:: Dataset excerpts

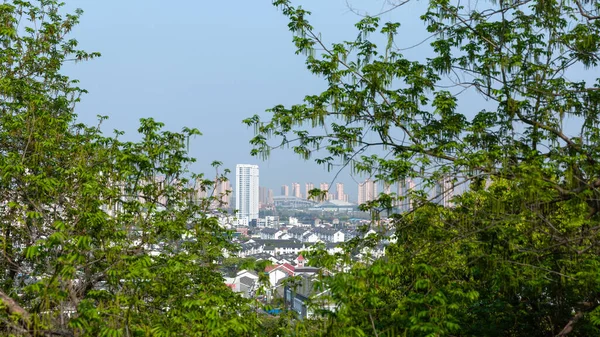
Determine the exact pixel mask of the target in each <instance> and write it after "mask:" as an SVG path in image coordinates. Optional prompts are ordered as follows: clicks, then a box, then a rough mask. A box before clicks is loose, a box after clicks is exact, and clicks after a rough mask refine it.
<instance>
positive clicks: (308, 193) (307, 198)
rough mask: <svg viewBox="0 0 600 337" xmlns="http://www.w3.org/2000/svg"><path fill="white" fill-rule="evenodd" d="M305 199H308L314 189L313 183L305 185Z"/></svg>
mask: <svg viewBox="0 0 600 337" xmlns="http://www.w3.org/2000/svg"><path fill="white" fill-rule="evenodd" d="M305 188H306V199H308V197H309V196H310V191H311V190H314V189H315V184H313V183H306V186H305Z"/></svg>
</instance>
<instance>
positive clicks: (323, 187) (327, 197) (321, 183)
mask: <svg viewBox="0 0 600 337" xmlns="http://www.w3.org/2000/svg"><path fill="white" fill-rule="evenodd" d="M319 189H320V190H321V191H325V192H326V193H325V195H324V200H330V199H329V198H330V197H331V195H330V194H329V184H328V183H321V184H320V185H319Z"/></svg>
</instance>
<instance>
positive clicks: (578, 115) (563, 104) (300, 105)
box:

::::

* [What is expected]: Switch "rough mask" to "coarse mask" in the lines starting at the beginning of the items and ending at the line containing "positive clicks: (308, 193) (307, 198)", keeping everything else unchanged. Omit the pictures from the answer.

* [Task solution]:
Determine the exact pixel mask of the target in each <instance> and write it after "mask:" as an SVG path in image coordinates. Optional prompts are ordered as follows: clicks, then a box, then a coarse mask. A box before clicks is loose, a box after clicks is exact, and clicks after a coarse mask refine it.
<instance>
positive clicks: (308, 193) (307, 198)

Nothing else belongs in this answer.